YOUR OBJECTIVE: Return exactly the lines that run from the one containing "Kindly point to the bunker" to the end of the entries, with both ends included.

Pointing dataset excerpts:
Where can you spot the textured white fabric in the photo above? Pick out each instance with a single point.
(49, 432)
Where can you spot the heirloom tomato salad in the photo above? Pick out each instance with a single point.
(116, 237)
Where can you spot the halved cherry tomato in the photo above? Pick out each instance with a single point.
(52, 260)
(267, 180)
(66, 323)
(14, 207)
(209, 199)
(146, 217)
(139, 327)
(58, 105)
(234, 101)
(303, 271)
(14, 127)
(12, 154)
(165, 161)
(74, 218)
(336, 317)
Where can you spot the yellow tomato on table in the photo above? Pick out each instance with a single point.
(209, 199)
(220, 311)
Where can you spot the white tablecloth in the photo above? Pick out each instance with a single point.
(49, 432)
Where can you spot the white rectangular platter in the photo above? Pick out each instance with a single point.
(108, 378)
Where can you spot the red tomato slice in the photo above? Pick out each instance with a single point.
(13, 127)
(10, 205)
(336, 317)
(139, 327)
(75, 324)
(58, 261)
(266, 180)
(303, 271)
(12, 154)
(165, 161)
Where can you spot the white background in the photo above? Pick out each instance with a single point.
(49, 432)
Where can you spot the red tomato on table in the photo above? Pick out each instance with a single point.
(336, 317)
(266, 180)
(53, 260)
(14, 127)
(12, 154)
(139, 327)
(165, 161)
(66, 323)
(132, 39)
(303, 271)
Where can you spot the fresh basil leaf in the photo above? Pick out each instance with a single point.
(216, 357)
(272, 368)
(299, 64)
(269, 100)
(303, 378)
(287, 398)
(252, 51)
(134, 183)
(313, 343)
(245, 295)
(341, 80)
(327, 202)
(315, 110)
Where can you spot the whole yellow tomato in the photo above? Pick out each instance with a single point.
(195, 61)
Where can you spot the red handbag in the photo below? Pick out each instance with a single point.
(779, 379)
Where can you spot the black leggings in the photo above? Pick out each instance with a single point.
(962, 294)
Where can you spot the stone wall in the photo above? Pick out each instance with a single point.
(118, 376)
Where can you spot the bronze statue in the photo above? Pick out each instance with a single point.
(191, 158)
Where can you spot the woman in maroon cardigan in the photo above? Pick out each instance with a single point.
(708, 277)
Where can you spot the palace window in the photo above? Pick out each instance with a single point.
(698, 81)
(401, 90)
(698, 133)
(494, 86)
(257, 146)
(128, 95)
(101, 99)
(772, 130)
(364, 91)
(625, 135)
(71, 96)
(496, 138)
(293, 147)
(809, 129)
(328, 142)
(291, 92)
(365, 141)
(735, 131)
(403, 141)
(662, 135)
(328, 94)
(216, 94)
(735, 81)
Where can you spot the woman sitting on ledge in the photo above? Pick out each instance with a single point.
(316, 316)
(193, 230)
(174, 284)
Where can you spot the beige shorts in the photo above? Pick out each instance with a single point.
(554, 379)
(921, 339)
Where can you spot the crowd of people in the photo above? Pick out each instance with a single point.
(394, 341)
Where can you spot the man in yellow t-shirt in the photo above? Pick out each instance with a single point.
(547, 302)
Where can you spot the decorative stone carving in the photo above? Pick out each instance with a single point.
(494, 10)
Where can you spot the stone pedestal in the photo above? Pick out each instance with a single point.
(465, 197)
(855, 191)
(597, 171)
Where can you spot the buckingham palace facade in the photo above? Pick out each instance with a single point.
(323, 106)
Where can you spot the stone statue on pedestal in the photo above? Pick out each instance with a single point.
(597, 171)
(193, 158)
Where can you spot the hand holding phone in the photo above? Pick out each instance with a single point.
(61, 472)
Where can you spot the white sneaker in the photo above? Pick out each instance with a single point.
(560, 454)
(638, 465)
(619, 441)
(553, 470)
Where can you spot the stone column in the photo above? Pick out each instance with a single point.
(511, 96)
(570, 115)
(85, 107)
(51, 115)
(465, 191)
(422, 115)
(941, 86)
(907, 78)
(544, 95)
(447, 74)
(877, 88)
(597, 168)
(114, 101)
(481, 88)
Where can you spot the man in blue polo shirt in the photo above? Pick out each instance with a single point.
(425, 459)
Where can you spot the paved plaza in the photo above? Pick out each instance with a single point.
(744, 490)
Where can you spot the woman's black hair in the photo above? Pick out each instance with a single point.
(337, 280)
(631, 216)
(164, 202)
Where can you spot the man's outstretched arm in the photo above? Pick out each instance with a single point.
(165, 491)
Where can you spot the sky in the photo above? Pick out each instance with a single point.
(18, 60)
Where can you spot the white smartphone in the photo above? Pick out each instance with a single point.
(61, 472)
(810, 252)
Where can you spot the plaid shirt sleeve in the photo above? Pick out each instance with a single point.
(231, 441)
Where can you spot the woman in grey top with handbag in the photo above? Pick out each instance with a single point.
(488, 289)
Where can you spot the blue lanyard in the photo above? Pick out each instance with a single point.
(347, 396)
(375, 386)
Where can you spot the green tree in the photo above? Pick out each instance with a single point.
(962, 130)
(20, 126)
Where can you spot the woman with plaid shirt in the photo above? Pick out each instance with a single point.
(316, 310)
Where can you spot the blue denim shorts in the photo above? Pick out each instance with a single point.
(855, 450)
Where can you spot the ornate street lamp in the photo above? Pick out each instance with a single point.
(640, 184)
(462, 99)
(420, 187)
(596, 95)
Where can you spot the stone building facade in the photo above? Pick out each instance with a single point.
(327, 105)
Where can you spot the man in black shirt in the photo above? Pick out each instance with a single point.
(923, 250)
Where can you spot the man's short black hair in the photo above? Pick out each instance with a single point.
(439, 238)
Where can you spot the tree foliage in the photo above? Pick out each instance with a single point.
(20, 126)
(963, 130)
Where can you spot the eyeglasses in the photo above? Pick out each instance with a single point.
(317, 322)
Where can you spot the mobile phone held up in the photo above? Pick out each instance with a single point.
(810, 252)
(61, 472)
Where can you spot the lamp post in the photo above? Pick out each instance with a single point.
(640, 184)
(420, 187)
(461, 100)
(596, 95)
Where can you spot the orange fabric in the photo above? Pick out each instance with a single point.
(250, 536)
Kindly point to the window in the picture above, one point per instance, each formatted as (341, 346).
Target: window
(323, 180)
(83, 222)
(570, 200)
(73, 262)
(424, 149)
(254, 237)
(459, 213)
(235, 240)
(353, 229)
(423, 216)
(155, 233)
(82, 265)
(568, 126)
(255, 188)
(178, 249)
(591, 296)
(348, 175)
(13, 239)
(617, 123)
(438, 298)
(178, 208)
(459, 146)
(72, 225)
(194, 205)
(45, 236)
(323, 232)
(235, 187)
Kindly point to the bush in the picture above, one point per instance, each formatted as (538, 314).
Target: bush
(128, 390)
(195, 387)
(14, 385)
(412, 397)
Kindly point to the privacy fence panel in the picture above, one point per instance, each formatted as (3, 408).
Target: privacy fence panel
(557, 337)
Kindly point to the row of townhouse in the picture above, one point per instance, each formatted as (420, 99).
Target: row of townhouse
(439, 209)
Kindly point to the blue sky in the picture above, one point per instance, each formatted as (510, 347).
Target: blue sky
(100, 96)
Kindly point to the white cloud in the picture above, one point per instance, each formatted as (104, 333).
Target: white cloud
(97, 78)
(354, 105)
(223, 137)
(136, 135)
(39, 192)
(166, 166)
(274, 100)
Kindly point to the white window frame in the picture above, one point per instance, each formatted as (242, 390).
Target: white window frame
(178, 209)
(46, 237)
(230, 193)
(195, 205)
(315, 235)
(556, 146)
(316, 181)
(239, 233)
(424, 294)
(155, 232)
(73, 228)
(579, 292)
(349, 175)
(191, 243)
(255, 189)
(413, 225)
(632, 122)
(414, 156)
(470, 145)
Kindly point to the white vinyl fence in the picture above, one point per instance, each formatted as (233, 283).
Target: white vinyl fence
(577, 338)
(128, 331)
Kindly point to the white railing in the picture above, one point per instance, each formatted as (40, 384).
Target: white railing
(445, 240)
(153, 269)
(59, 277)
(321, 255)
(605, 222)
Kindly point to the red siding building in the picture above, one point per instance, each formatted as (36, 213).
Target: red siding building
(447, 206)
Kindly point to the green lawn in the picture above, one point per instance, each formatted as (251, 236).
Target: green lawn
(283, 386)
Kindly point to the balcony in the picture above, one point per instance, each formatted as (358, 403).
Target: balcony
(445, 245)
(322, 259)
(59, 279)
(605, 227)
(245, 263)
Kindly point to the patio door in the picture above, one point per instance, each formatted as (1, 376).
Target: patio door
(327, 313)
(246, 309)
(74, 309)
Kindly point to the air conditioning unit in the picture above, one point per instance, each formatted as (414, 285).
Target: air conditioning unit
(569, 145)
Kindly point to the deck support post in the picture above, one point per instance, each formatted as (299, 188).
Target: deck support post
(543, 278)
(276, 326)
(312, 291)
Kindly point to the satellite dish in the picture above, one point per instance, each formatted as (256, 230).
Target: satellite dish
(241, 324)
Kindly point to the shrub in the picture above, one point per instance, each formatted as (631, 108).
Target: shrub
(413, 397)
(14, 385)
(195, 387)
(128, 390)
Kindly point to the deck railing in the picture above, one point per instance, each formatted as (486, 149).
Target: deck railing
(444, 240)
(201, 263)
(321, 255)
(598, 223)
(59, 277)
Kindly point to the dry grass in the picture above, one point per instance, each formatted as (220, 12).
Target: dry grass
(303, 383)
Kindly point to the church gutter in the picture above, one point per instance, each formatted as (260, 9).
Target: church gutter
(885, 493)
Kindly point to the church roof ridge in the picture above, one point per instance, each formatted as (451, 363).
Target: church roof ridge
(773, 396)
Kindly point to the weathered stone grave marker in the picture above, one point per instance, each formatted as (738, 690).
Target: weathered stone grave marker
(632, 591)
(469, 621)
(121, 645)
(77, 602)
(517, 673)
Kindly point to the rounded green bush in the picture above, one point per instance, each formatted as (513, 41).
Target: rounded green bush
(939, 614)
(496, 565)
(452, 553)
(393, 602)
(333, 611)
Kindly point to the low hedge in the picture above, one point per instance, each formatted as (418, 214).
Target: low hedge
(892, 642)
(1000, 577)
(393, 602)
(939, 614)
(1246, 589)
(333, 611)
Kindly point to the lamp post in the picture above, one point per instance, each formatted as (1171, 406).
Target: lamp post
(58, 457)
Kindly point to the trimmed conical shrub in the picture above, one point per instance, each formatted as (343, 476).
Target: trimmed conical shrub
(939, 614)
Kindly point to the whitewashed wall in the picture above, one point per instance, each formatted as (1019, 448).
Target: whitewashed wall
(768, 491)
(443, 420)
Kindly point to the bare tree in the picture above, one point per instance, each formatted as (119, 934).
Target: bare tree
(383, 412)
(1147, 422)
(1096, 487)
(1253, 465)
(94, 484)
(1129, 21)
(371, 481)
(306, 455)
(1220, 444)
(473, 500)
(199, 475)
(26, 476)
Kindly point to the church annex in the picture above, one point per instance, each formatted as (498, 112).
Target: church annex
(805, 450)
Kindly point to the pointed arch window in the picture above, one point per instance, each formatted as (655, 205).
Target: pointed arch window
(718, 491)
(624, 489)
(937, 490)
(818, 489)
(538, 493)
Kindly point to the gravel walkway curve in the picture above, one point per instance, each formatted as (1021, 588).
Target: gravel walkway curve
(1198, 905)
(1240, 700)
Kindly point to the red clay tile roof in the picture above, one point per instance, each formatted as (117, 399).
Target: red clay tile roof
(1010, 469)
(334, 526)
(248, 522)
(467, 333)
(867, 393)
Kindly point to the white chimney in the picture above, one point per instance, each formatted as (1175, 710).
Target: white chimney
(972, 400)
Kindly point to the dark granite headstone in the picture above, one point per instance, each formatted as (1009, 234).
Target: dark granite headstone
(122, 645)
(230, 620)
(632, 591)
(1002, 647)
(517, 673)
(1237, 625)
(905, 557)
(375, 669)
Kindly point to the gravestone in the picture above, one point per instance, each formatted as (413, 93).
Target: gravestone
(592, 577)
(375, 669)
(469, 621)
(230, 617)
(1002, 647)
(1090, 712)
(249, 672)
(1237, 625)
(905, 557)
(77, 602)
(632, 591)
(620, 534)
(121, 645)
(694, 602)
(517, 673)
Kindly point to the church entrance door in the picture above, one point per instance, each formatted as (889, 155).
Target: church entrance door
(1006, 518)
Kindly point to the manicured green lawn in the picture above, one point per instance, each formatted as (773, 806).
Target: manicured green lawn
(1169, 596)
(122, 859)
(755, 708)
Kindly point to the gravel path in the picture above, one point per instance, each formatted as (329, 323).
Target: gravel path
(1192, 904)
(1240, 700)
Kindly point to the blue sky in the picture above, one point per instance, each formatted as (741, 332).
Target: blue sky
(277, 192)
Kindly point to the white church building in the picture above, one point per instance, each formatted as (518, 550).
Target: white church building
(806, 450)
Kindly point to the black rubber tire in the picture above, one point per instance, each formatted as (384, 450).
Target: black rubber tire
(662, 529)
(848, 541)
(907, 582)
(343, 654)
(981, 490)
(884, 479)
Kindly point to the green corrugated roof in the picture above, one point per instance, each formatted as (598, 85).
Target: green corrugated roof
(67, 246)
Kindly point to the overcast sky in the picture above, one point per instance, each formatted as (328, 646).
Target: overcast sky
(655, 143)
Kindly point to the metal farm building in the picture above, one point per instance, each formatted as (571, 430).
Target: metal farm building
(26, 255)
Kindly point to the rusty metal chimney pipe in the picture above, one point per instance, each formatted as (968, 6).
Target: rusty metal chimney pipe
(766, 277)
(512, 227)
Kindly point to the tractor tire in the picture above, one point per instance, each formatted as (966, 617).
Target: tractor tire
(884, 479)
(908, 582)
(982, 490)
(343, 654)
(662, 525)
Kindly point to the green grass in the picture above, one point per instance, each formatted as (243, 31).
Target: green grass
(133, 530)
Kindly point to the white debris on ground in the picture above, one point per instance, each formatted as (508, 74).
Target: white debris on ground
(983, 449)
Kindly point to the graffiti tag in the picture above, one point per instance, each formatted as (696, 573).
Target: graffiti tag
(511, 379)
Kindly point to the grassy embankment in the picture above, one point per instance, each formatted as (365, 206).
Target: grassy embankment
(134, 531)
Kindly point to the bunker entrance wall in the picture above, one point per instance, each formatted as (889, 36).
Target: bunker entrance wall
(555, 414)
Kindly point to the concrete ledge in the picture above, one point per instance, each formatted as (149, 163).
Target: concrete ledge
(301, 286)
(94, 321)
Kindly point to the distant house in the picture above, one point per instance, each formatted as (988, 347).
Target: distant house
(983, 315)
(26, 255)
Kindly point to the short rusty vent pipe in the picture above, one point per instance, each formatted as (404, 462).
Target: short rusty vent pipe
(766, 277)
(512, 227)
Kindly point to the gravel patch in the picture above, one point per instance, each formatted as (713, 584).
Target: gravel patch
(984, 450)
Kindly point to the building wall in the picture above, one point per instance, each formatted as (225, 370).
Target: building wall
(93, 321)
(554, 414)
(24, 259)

OUTPUT OF THE TASK:
Kindly point to the bunker entrance wall in the picture above, one point per instance, each formatted as (889, 36).
Target: bunker entrance wall
(555, 414)
Kindly point to the concrete ledge in the picture above, one point per instance, each formatted as (149, 163).
Target: concrete ledge
(301, 286)
(94, 321)
Kindly point to the distant house in the picture above, one point per instance, each formatted as (988, 347).
Target: distant house
(983, 315)
(26, 255)
Kindly point to the short rusty vent pipe in the picture above, one point per instance, each formatted as (404, 462).
Target: short rusty vent pipe
(766, 277)
(512, 227)
Kindly point to the gravel patch in the picture above, one point per instance, each formatted as (713, 584).
Target: gravel patch
(984, 450)
Kindly point to the building wall in the picture above, one point per instance, each formatted as (225, 370).
Target: building wall
(93, 321)
(554, 414)
(24, 259)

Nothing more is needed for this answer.